Patients treated by HIV-infected doctor recalled for blood tests

Patients treated by HIV-infected doctor recalled for blood tests

Some 400 patients are being recalled for blood tests after being treated by a doctor with HIV.

The recall affects patients who were under the care of the locum doctor, who has not been named, at three hospitals between June 2010 and February 2015.

Chesterfield Royal Hospital NHS Foundation Trust has recalled 120 patients, Nottingham University Hospitals NHS Trust has recalled 223 and Royal Cornwall Hospitals NHS Trust has recalled 57.

The hospitals said patients who had undergone "invasive procedures where there is a potential risk of infection" had been identified and had been invited back for a precautionary blood test.

NHS England said concerns about the doctor first emerged in December 2015 at the Heart of England NHS Foundation Trust (HEFT) in Birmingham.

It has tried to contact one of its patients thought to be at risk but has been unable to do so.

The doctor also worked at other trusts but a review found no patients were put at risk, NHS England said.

It said the doctor no longer works for the NHS and conditions have been placed on their registration by the General Medical Council (GMC).

The doctor was also given an interim suspension order earlier this year "because they failed to comply with the conditions placed upon them".

NHS England said it will review the incident to learn lessons for the future.

Nottingham's medical director, Dr Stephen Fowlie, said the doctor had treated patients and then subsequently been diagnosed with HIV.

He said: "The risk that any patient has been infected by transmission of the virus from this doctor is extremely low.

"However, because the doctor's diagnosis was unknown during their employment with us (2013 to 2015), we are contacting patients who had had at-risk operations involving this doctor to advise they return to hospital for a blood test as a precautionary measure.

"Transmission of the virus between an infected healthcare worker and a patient with an open wound can only occur if health workers themselves have an injury with bleeding when they are delivering patient care.

"There is no evidence this happened to this doctor in any patient contact.

"We are arranging clinic appointments, test results within 24 hours, and appropriate support and advice from our specialists for these 223 patients and their families."

-*-

Work order
Write the next part of the news report on the HIV patient recall, picking up after its final sentence. The rows have no connection to the news report on the HIV patient recall.

[Photo-based referring expression rows]
-*-

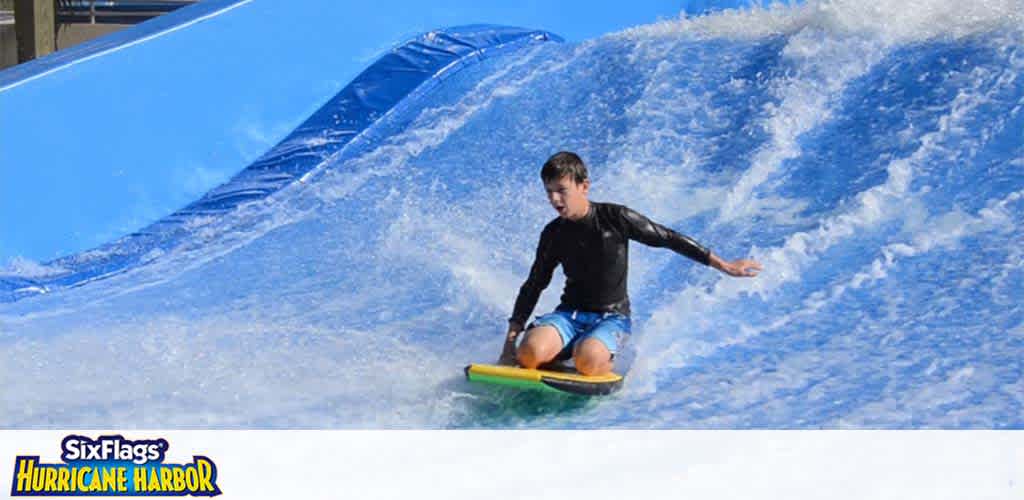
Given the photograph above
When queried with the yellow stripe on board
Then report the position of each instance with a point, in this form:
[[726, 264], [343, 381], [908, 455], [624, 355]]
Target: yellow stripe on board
[[537, 375]]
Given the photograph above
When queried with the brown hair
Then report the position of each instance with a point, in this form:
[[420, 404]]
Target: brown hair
[[562, 164]]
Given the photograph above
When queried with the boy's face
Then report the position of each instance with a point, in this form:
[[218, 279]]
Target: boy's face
[[568, 198]]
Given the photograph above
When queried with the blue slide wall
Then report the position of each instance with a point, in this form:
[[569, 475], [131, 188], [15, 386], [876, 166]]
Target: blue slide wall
[[107, 137]]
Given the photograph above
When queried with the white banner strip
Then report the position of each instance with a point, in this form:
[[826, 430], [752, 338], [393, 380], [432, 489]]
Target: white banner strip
[[585, 464]]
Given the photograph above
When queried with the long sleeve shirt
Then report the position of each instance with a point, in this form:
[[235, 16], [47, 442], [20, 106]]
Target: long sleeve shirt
[[594, 255]]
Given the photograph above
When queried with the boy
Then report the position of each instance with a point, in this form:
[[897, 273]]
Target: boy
[[591, 241]]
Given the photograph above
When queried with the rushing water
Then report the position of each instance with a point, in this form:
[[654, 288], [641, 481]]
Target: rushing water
[[870, 156]]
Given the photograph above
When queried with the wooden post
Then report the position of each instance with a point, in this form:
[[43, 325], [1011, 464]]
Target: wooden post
[[34, 25]]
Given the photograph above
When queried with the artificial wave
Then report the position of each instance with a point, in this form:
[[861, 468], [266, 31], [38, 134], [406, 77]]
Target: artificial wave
[[870, 156]]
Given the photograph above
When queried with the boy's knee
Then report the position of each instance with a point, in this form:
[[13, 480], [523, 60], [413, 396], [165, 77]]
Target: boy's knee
[[540, 346], [593, 358]]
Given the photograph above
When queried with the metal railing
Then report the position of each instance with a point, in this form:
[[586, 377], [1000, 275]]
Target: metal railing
[[114, 11]]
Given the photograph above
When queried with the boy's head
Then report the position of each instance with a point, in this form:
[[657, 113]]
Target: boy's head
[[566, 181]]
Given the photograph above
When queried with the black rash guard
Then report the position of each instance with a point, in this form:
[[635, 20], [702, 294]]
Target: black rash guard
[[594, 254]]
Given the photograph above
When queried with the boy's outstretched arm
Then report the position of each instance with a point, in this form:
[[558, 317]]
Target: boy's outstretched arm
[[649, 233], [742, 267]]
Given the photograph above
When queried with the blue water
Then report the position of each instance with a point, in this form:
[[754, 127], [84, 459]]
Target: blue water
[[870, 157]]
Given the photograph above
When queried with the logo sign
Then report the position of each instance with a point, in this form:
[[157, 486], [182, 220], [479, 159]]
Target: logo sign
[[114, 466]]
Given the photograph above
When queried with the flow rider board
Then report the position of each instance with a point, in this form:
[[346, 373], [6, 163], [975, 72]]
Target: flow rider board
[[552, 380]]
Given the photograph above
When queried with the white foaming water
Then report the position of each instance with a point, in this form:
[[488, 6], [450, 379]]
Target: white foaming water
[[354, 297]]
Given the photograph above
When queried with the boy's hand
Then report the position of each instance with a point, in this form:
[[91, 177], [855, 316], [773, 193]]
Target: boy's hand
[[740, 267]]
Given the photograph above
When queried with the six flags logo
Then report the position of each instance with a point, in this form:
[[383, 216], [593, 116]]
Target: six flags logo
[[113, 465]]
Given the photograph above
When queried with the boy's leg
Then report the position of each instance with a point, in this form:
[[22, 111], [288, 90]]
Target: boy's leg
[[545, 339], [541, 345], [596, 348], [593, 358]]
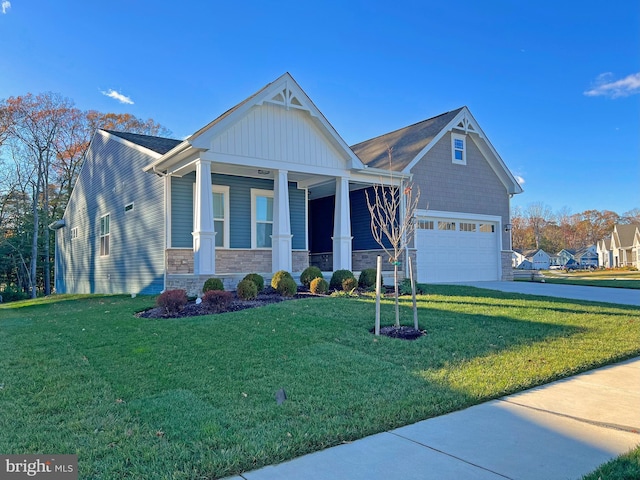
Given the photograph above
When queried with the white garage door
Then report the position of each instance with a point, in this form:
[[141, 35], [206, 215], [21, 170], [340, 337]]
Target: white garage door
[[454, 250]]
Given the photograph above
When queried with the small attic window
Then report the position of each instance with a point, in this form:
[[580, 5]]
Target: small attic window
[[458, 149]]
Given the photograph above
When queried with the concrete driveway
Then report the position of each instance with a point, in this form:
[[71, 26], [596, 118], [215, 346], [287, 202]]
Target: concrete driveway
[[626, 296]]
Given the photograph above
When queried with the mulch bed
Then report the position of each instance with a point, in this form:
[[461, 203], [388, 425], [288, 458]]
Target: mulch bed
[[266, 297]]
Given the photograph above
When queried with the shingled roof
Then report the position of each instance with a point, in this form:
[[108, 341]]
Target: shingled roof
[[159, 145], [406, 143]]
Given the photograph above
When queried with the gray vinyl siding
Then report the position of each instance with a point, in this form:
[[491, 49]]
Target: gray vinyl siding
[[239, 210], [471, 188], [111, 178]]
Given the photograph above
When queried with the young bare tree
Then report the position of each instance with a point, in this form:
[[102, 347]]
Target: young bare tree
[[392, 210]]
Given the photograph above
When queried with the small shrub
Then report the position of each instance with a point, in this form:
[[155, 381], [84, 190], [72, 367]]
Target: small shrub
[[367, 278], [258, 280], [212, 284], [247, 289], [217, 300], [319, 286], [13, 294], [287, 287], [338, 277], [279, 276], [172, 301], [308, 274], [349, 284]]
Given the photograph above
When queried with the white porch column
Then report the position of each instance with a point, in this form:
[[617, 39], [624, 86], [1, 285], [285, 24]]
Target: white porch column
[[342, 227], [204, 255], [281, 234]]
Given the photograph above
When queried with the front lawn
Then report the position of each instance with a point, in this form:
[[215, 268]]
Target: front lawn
[[195, 397]]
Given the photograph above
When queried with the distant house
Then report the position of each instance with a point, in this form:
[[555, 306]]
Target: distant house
[[270, 185], [624, 246], [537, 260]]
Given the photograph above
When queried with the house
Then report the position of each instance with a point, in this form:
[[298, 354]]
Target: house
[[535, 260], [605, 254], [270, 185], [622, 247]]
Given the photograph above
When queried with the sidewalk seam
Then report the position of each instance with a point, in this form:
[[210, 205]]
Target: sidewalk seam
[[450, 455], [612, 426]]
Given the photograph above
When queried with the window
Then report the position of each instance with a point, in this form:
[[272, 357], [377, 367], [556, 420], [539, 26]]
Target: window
[[221, 215], [446, 225], [104, 235], [425, 224], [458, 149], [261, 218]]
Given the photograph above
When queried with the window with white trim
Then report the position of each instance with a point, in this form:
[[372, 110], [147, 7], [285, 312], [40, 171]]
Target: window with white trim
[[261, 218], [104, 235], [221, 215], [458, 149]]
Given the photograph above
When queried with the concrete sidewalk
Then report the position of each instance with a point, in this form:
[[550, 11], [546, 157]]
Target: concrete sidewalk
[[626, 296], [562, 430]]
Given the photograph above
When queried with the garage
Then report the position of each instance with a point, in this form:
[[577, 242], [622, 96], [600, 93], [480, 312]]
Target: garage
[[457, 249]]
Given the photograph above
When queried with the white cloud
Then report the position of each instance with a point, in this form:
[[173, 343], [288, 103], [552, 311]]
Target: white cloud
[[606, 86], [118, 96]]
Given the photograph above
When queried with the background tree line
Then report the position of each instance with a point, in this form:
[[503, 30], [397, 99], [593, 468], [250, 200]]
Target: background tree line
[[43, 140], [537, 226]]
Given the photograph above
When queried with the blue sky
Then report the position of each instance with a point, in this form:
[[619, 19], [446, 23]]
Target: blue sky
[[554, 85]]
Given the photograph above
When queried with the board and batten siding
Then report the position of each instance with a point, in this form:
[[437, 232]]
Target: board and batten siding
[[239, 210], [272, 132], [110, 179]]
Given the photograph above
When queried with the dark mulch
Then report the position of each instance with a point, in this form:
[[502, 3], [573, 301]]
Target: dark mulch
[[193, 309], [402, 332]]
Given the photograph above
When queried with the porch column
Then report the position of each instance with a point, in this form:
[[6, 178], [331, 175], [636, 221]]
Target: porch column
[[342, 227], [204, 255], [281, 234]]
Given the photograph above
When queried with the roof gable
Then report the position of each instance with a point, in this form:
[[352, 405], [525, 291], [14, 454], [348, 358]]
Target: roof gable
[[409, 145], [263, 116]]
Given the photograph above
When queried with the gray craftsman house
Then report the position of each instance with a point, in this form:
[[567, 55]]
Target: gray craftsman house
[[270, 185]]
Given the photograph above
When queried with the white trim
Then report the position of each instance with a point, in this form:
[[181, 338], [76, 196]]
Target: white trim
[[256, 192], [462, 138], [223, 189]]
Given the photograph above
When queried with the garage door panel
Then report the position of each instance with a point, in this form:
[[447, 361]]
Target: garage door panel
[[454, 255]]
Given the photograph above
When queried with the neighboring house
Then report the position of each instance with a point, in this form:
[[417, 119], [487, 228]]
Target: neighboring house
[[517, 258], [605, 254], [538, 260], [270, 185], [624, 246]]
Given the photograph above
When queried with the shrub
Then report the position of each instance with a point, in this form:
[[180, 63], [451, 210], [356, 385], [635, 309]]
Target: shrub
[[258, 280], [279, 276], [287, 287], [308, 274], [319, 286], [349, 284], [217, 300], [367, 278], [13, 294], [338, 277], [212, 284], [172, 301], [247, 289]]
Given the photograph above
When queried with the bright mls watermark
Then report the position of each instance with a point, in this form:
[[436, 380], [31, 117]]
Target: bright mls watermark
[[50, 467]]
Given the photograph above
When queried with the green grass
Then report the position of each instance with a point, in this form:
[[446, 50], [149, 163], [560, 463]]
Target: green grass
[[625, 467], [194, 398]]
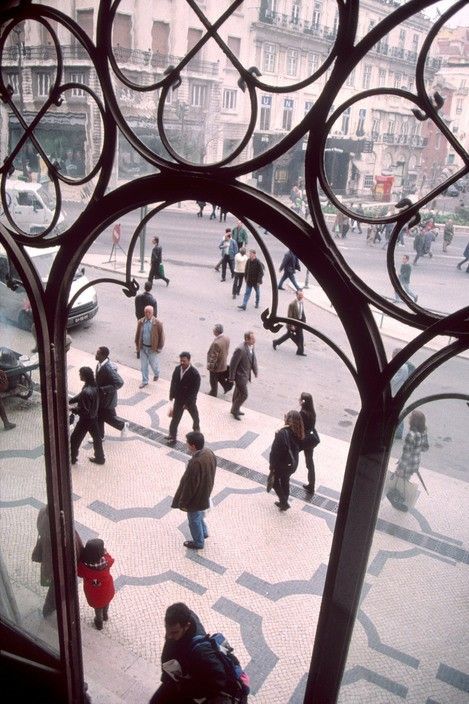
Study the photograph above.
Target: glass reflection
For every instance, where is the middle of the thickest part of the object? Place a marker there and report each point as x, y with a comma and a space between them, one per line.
27, 596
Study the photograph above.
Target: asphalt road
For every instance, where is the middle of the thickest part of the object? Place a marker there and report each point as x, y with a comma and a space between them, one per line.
196, 299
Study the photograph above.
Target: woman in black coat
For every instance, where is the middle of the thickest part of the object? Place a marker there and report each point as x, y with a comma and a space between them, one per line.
284, 454
311, 439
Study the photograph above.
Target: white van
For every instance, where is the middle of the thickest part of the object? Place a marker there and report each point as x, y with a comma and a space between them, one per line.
14, 303
30, 207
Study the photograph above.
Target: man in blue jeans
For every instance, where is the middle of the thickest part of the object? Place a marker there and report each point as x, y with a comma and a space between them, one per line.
195, 487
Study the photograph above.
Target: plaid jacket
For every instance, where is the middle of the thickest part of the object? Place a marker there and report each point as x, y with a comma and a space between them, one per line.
414, 444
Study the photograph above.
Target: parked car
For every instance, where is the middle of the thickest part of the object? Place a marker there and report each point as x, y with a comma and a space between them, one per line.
30, 207
14, 303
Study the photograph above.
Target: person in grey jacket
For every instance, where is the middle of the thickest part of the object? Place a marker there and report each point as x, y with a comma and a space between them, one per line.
243, 362
86, 404
195, 487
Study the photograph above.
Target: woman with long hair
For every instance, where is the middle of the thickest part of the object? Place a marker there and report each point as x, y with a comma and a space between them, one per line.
308, 416
283, 457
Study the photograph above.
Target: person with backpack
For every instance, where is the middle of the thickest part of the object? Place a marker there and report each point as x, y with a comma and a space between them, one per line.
192, 668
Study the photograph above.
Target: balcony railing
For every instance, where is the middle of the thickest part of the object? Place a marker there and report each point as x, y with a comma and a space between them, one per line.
75, 52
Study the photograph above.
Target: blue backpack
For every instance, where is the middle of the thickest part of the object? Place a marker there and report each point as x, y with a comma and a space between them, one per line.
237, 681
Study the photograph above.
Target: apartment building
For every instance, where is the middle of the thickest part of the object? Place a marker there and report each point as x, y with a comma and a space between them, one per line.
206, 112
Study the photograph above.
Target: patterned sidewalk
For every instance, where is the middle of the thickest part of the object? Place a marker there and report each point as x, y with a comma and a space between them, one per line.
260, 577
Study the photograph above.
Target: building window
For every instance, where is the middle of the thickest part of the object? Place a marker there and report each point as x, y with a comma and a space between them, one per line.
199, 94
345, 121
367, 69
193, 36
351, 79
229, 99
78, 77
361, 122
316, 19
313, 63
13, 81
160, 38
295, 11
264, 118
234, 45
292, 62
270, 58
287, 114
43, 84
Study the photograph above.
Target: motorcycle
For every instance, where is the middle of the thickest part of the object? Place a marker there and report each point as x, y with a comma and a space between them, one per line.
18, 368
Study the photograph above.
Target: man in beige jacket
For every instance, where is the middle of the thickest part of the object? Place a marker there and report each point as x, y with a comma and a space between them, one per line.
149, 341
217, 361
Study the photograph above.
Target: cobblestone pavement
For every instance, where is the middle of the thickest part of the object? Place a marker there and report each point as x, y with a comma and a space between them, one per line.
260, 576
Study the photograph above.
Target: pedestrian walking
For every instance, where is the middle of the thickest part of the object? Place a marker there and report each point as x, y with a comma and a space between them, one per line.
193, 493
466, 259
228, 250
189, 673
243, 363
149, 341
311, 438
419, 245
289, 265
157, 267
7, 425
240, 235
404, 279
296, 310
145, 299
108, 381
185, 385
399, 378
416, 442
448, 234
86, 405
217, 361
94, 566
239, 267
253, 275
283, 458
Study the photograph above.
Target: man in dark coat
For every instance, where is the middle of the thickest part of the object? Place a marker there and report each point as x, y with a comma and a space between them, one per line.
195, 487
185, 384
243, 362
289, 265
253, 275
296, 310
142, 300
86, 405
156, 262
108, 381
188, 673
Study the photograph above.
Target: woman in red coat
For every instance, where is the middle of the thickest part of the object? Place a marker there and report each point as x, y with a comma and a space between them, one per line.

-*-

Output of the exercise
The Royal Cornwall said the doctor worked there for a six-month period in orthopaedics between 2011 and 2012.

Its medical director, Dr Malcolm Stewart said: "We understand this will be concerning to patients, however, it should be stressed that the risk of the virus having been passed on to any of the individuals we are writing to is extremely low.

"There has not been any instance of cross-infection following similar look-back exercises in the UK in the past.

"We are writing to 57 patients offering the opportunity, as a precaution, to return to the hospital for a blood test.

"There is no need for individuals to take any special precautions in advance of receiving our letter."

Dr David Levy, regional medical director for NHS England Midlands and East, said: "We understand that this will be a worrying time for patients who are being invited for precautionary testing and their families.

"However, clinical evidence shows that the risk of infection is extremely low and it is highly unlikely that any of the patients being contacted will have been infected with HIV.

"Advice and counselling is available for those affected by this recall, and we would encourage them to access this support."

Dr Gail Collins, medical director at Chesterfield Royal, said: "This is news that these patients will not be expecting and I offer apologies for the understandable anxiety and distress it is likely to cause them, or members of their family.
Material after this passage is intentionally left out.